_Verilen Metin:_
"Fakat o cüz’î ve elîm neticelere karşı, imdâdât-ı hassa-i Rahmâniye ve ihsanat-ı hususiye-i Rabbâniye ile musibete düşen efradın feryatlarına ve beliyyelere giriftâr olan eşhasın istiğaselerine yetişir." Şüzuzat ile izah eder misiniz?

Cevap

Değerli Kardeşimiz;

"Fakat o cüz'î ve elîm neticelere karşı, imdâdât-ı hassa-i Rahmâniye ve ihsanat-ı hususiye-i Rabbâniye ile musibete düşen efradın feryatlarına ve beliyyelere giriftâr olan eşhasın istiğaselerine yetişir. Ve fâil-i muhtar olduğunu ve her bir şeyin her bir işi, onun meşîetine bağlı bulunduğunu ve umum kanunları dahi daima irade ve ihtiyarına tâbi bulunmalarını ve o kanunların tazyikinden feryat eden fertleri, bir Rabb-i Rahîm dinlediğini ve imdatlarına ihsanıyla yetiştiğini göstermekle; esmâ-i hüsnânın kayıtsız ve hadsiz cilvelerine hadsiz ve kayıtsız bir meydan açmak için o küllî âdetullah düsturlarının ve o umumî kanunların şüzuzâtıyla ve hem, şerli cüz'î neticeleriyle, hususî ihsanat ve hususî teveddüdat, yani sevdirmekle hususi tecelliyat kapılarını açmıştır."(1)

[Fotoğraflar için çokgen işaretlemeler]
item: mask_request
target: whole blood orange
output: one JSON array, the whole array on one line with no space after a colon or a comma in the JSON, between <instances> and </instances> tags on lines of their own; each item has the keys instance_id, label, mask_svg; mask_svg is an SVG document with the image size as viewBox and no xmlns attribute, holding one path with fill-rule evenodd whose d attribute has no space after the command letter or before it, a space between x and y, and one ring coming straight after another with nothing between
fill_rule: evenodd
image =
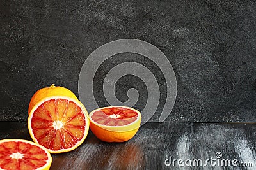
<instances>
[{"instance_id":1,"label":"whole blood orange","mask_svg":"<svg viewBox=\"0 0 256 170\"><path fill-rule=\"evenodd\" d=\"M38 101L47 97L60 95L68 96L78 101L77 97L70 90L61 86L56 87L54 84L52 84L49 87L42 88L34 94L30 100L29 106L28 107L28 113L29 114L33 107Z\"/></svg>"},{"instance_id":2,"label":"whole blood orange","mask_svg":"<svg viewBox=\"0 0 256 170\"><path fill-rule=\"evenodd\" d=\"M90 129L99 139L106 142L124 142L137 132L141 115L132 108L109 106L93 110L89 118Z\"/></svg>"},{"instance_id":3,"label":"whole blood orange","mask_svg":"<svg viewBox=\"0 0 256 170\"><path fill-rule=\"evenodd\" d=\"M50 153L74 150L87 136L90 120L83 104L74 98L53 96L35 104L28 127L33 140Z\"/></svg>"},{"instance_id":4,"label":"whole blood orange","mask_svg":"<svg viewBox=\"0 0 256 170\"><path fill-rule=\"evenodd\" d=\"M45 148L31 141L0 141L0 169L49 169L52 160Z\"/></svg>"}]
</instances>

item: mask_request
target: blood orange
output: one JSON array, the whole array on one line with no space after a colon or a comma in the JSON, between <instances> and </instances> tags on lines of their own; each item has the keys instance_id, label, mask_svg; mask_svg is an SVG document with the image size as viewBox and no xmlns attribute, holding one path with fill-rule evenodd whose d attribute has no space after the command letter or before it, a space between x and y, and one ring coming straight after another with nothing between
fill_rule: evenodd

_Görevler:_
• 1. Şüzuzat hakkındaki metne göre bir Rabb-i Rahîm, kanunların tazyikinden feryat eden fertlere ne yapar?
• 2. Şüzuzat hakkındaki metni kaldığı yerden sürdürerek devamını yazın.

_Görev Yanıtları:_
• 1. Onları dinler ve imdatlarına ihsanıyla yetişir.

• 2.
Buradaki şüzuzat, umumî kanunların dışına çıkmak mânasına geliyor. Mesela, zelzelenin her şeyi yerle bir etmesi, ateşin yakması, zehrin öldürmesi, soğuğun üşütmesi umumî bir kaidedir ve sünnetullah kanunudur. Bazı insanlara zarar vermemesi şüzuzat oluyor. Yani umumî kanunun delinmesi demek oluyor.

Allah’ın umumî kanunları içinde hususî olarak rahmet ve şefkatini bazı kullarına tecelli ettirmesi, iki şekilde oluyor.

Birincisi: Umumî musibet altında zarar ve sıkıntı çekenler masum ve mazlumlar ise, hususî şefkat ve merhamet, manevî bir mevki ve makamın verilmesi şeklinde tahakkuk ediyor. Mesela, musibet altında ölen masum ise manevî şehitlik makamı kazanıyor. Belki bu masum, ebedî hayatını bu sûrette kurtarıyor ki, bundan daha güzel ve şefkatli bir tecelli düşünülemez.

Ya da elinden çıkan fani malını ve mülkünü zayi etmeyip, en makbul bir sadaka ve hayır sûretinde onun sevap hanesine yazıyor. Bu noktada bütün masum ve mazlumlar bu kaidenin içindedir.

İkincisi: Umumî musibetin içinde bazı şahısların hususî olarak muhafaza edilmesidir. Bazen bir bina yıkılıyor, içindeki herkes ölürken, bir bebek mucizevî bir şekilde kurtuluyor. Bir salgın hastalık oluyor, bazı kimseler harika bir lütuf ve inayet ile muhafaza olunuyor.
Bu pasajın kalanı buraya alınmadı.